Point à traiter: Recopiez toutes les entrées ci-dessous sous forme de liste numérotée, en omettant les lignes vides et les images.

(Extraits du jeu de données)

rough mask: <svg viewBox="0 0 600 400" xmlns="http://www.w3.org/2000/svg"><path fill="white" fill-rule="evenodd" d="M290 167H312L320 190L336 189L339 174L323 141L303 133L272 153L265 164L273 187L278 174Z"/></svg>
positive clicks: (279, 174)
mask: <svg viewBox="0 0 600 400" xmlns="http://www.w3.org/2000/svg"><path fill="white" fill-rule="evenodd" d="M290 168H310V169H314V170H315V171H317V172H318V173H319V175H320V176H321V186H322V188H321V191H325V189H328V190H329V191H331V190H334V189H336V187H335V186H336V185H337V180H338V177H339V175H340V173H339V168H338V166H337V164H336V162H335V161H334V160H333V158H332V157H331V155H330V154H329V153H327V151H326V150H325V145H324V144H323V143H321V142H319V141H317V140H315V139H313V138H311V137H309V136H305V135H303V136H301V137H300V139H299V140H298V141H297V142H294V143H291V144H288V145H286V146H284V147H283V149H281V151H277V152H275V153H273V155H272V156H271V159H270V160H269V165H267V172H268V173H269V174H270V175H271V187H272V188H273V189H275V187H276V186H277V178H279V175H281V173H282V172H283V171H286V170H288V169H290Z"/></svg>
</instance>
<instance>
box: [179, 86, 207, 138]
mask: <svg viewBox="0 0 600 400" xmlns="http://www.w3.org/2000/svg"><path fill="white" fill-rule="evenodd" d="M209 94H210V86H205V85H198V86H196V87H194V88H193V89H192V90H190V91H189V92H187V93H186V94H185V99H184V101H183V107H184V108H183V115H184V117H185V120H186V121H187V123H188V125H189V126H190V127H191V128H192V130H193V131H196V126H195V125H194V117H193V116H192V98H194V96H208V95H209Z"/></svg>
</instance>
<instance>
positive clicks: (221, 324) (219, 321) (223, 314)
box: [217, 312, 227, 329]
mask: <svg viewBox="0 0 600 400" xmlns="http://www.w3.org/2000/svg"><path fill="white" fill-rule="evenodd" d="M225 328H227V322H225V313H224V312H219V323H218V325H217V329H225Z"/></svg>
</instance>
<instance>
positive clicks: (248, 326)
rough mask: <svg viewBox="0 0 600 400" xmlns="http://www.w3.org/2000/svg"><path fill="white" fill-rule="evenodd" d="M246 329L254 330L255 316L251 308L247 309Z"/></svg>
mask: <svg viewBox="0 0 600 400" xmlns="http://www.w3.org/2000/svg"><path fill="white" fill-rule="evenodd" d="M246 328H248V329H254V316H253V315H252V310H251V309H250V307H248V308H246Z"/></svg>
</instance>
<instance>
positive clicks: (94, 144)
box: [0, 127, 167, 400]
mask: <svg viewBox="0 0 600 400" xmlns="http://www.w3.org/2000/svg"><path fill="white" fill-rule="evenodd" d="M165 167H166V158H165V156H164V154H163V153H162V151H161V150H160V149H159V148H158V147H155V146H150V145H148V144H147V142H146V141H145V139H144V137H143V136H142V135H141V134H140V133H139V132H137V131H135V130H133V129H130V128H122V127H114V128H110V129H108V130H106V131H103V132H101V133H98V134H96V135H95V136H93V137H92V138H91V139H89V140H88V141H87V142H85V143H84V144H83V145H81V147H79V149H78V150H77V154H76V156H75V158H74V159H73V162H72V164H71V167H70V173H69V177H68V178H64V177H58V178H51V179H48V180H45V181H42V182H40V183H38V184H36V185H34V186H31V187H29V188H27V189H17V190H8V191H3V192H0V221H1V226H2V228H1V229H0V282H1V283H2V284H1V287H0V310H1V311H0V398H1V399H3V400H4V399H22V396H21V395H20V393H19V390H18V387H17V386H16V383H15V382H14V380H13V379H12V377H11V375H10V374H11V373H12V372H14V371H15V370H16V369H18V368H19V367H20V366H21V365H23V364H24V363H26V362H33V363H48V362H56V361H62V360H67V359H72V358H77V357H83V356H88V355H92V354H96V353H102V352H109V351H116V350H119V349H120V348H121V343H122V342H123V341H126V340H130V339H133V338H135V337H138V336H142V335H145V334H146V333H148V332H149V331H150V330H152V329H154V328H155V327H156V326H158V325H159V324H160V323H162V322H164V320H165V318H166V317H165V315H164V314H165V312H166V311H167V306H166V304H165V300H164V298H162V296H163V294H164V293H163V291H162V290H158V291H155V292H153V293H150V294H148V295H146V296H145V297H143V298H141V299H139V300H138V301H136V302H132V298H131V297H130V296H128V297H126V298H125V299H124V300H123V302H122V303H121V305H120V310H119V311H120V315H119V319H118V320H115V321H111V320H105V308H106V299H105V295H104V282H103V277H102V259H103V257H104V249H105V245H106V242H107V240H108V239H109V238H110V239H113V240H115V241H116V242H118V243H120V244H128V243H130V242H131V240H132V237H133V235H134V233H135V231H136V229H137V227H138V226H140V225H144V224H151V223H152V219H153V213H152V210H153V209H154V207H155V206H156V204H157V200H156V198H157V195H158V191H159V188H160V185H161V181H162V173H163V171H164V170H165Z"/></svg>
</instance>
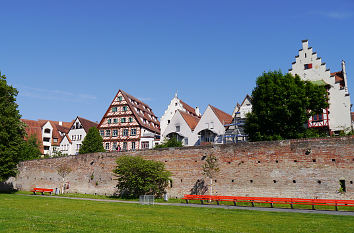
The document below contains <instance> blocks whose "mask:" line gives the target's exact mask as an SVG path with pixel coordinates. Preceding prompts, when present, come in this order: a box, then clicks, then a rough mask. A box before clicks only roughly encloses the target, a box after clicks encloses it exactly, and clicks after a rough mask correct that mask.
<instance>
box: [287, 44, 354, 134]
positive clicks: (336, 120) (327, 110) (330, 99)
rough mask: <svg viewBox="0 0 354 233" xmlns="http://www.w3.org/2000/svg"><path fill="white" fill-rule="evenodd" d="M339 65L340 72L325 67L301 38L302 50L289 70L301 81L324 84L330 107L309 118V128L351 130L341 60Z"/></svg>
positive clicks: (350, 119)
mask: <svg viewBox="0 0 354 233" xmlns="http://www.w3.org/2000/svg"><path fill="white" fill-rule="evenodd" d="M341 65H342V70H341V71H338V72H334V73H331V72H330V70H329V69H327V68H326V63H324V62H322V59H321V58H320V57H317V53H316V52H314V51H313V49H312V47H309V46H308V41H307V40H303V41H302V49H300V50H299V55H297V56H296V57H295V62H293V64H292V68H291V69H290V70H289V73H291V74H292V75H296V74H297V75H299V76H300V78H301V79H302V80H307V81H311V82H313V83H314V84H316V85H324V86H325V87H326V88H327V91H328V97H329V107H328V108H327V109H324V110H323V113H322V114H319V115H315V116H313V117H311V118H310V119H309V121H308V127H310V128H311V127H323V128H325V129H326V130H328V131H329V133H330V134H333V133H334V134H339V133H340V131H344V132H349V131H350V130H351V128H352V126H351V115H350V114H351V104H350V96H349V90H348V79H347V73H346V69H345V62H344V61H342V63H341Z"/></svg>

Zone de réponse:
1. rough mask: <svg viewBox="0 0 600 400" xmlns="http://www.w3.org/2000/svg"><path fill="white" fill-rule="evenodd" d="M290 167H312L320 190L336 189L339 174L323 141L303 133L272 153L265 164L273 187L278 174Z"/></svg>
2. positive clicks: (279, 174)
3. mask: <svg viewBox="0 0 600 400" xmlns="http://www.w3.org/2000/svg"><path fill="white" fill-rule="evenodd" d="M290 168H310V169H314V170H315V171H317V172H318V173H319V175H320V176H321V186H322V188H321V191H325V189H328V190H329V191H331V190H334V189H336V187H335V186H336V185H337V180H338V177H339V175H340V173H339V168H338V166H337V164H336V162H335V161H334V160H333V158H332V157H331V155H330V154H329V153H327V151H326V150H325V145H324V144H323V143H321V142H319V141H317V140H315V139H313V138H311V137H309V136H305V135H303V136H301V137H300V139H299V140H298V141H297V142H294V143H291V144H288V145H286V146H284V147H283V149H281V151H277V152H275V153H273V155H272V156H271V159H270V160H269V165H267V172H268V173H269V174H270V175H271V187H272V188H273V189H275V187H276V186H277V178H279V175H281V173H282V172H283V171H286V170H288V169H290Z"/></svg>
4. </instance>
5. <instance>
6. box: [179, 86, 207, 138]
7. mask: <svg viewBox="0 0 600 400" xmlns="http://www.w3.org/2000/svg"><path fill="white" fill-rule="evenodd" d="M209 94H210V86H205V85H198V86H196V87H194V88H193V89H192V90H190V91H189V92H187V93H186V94H185V99H184V101H183V107H184V108H183V115H184V117H185V120H186V121H187V123H188V125H189V126H190V127H191V128H192V130H193V131H196V126H195V125H194V117H193V116H192V98H194V96H208V95H209Z"/></svg>
8. </instance>
9. <instance>
10. positive clicks: (221, 324) (219, 321) (223, 314)
11. box: [217, 312, 227, 329]
12. mask: <svg viewBox="0 0 600 400" xmlns="http://www.w3.org/2000/svg"><path fill="white" fill-rule="evenodd" d="M225 328H227V322H225V313H224V312H219V323H218V325H217V329H225Z"/></svg>
13. </instance>
14. <instance>
15. positive clicks: (248, 326)
16. rough mask: <svg viewBox="0 0 600 400" xmlns="http://www.w3.org/2000/svg"><path fill="white" fill-rule="evenodd" d="M246 329L254 330L255 316L251 308L247 309Z"/></svg>
17. mask: <svg viewBox="0 0 600 400" xmlns="http://www.w3.org/2000/svg"><path fill="white" fill-rule="evenodd" d="M246 328H248V329H254V316H253V315H252V310H251V309H250V307H248V308H246Z"/></svg>
18. </instance>
19. <instance>
20. positive clicks: (94, 144)
21. box: [0, 127, 167, 400]
22. mask: <svg viewBox="0 0 600 400" xmlns="http://www.w3.org/2000/svg"><path fill="white" fill-rule="evenodd" d="M165 167H166V158H165V156H164V154H163V153H162V151H161V150H160V149H159V148H158V147H155V146H150V145H148V144H147V142H146V141H145V139H144V137H143V136H142V135H141V134H140V133H139V132H137V131H135V130H133V129H130V128H122V127H114V128H110V129H108V130H106V131H103V132H101V133H98V134H96V135H95V136H93V137H92V138H91V139H89V140H88V141H87V142H85V143H84V144H83V145H81V147H79V149H78V150H77V154H76V156H75V158H74V159H73V162H72V164H71V167H70V173H69V177H68V178H64V177H58V178H51V179H48V180H45V181H42V182H40V183H38V184H36V185H34V186H31V187H29V188H27V189H17V190H8V191H3V192H0V221H1V226H2V228H1V229H0V282H1V283H2V284H1V287H0V310H1V311H0V398H1V399H3V400H4V399H22V396H21V395H20V393H19V390H18V387H17V386H16V383H15V382H14V380H13V379H12V377H11V375H10V374H11V373H12V372H14V371H15V370H16V369H18V368H19V367H20V366H21V365H23V364H24V363H26V362H33V363H48V362H56V361H62V360H67V359H72V358H77V357H83V356H88V355H92V354H96V353H102V352H109V351H116V350H119V349H120V348H121V343H122V342H123V341H126V340H130V339H133V338H135V337H138V336H142V335H145V334H146V333H148V332H149V331H150V330H152V329H154V328H155V327H156V326H158V325H159V324H160V323H162V322H164V320H165V318H166V317H165V315H164V314H165V312H166V311H167V306H166V304H165V300H164V298H162V296H163V294H164V293H163V291H162V290H158V291H155V292H153V293H150V294H148V295H146V296H145V297H143V298H141V299H139V300H138V301H136V302H132V298H131V297H130V296H128V297H126V298H125V299H124V300H123V302H122V303H121V305H120V310H119V311H120V315H119V319H118V320H115V321H111V320H105V308H106V299H105V295H104V282H103V277H102V259H103V257H104V249H105V245H106V242H107V240H108V239H109V238H110V239H113V240H115V241H116V242H118V243H120V244H128V243H130V242H131V240H132V237H133V235H134V233H135V231H136V229H137V227H138V226H140V225H144V224H151V223H152V219H153V213H152V210H153V209H154V207H155V206H156V204H157V200H156V198H157V195H158V191H159V188H160V185H161V181H162V173H163V171H164V170H165Z"/></svg>
23. </instance>
24. The document below contains <instance> blocks whose "mask:" line gives the target's exact mask as an SVG path with pixel coordinates. Preceding prompts, when present, come in this order: a box, then clicks, then a rough mask. A box before clicks only roughly encloses the target, a box after clicks encloses it exactly, and clicks after a rough mask correct that mask.
25. <instance>
26. box: [287, 44, 354, 134]
27. positive clicks: (336, 120) (327, 110) (330, 99)
28. rough mask: <svg viewBox="0 0 354 233" xmlns="http://www.w3.org/2000/svg"><path fill="white" fill-rule="evenodd" d="M339 65L340 72L325 67L301 38L302 50L289 70L301 81L324 84L330 107L309 118V128L351 130L341 60Z"/></svg>
29. positive clicks: (350, 119)
30. mask: <svg viewBox="0 0 354 233" xmlns="http://www.w3.org/2000/svg"><path fill="white" fill-rule="evenodd" d="M341 65H342V70H341V71H338V72H334V73H331V72H330V70H329V69H327V68H326V63H324V62H322V59H321V58H320V57H317V53H316V52H314V51H313V49H312V47H309V46H308V41H307V40H303V41H302V49H300V50H299V55H297V56H296V57H295V62H293V64H292V68H291V69H290V70H289V73H291V74H292V75H296V74H297V75H299V76H300V78H301V79H302V80H307V81H311V82H313V83H314V84H316V85H324V86H325V87H326V88H327V91H328V97H329V107H328V108H327V109H324V110H323V113H322V114H319V115H315V116H313V117H311V118H310V119H309V121H308V127H310V128H311V127H323V128H325V129H326V130H328V131H329V133H330V134H333V133H334V134H339V133H340V131H344V132H349V131H350V130H351V128H352V126H351V115H350V114H351V104H350V96H349V90H348V79H347V73H346V69H345V62H344V61H342V63H341Z"/></svg>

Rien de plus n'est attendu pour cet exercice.